# 任务要求
请原样返回下列全部条目，一字不改。

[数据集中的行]

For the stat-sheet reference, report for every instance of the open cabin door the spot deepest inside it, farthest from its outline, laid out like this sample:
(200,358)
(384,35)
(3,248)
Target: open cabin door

# 最终答案
For the stat-sheet reference, report for every instance of the open cabin door the spot deepest inside it, farthest from its outline, laid out like this sample:
(200,358)
(384,35)
(3,248)
Target: open cabin door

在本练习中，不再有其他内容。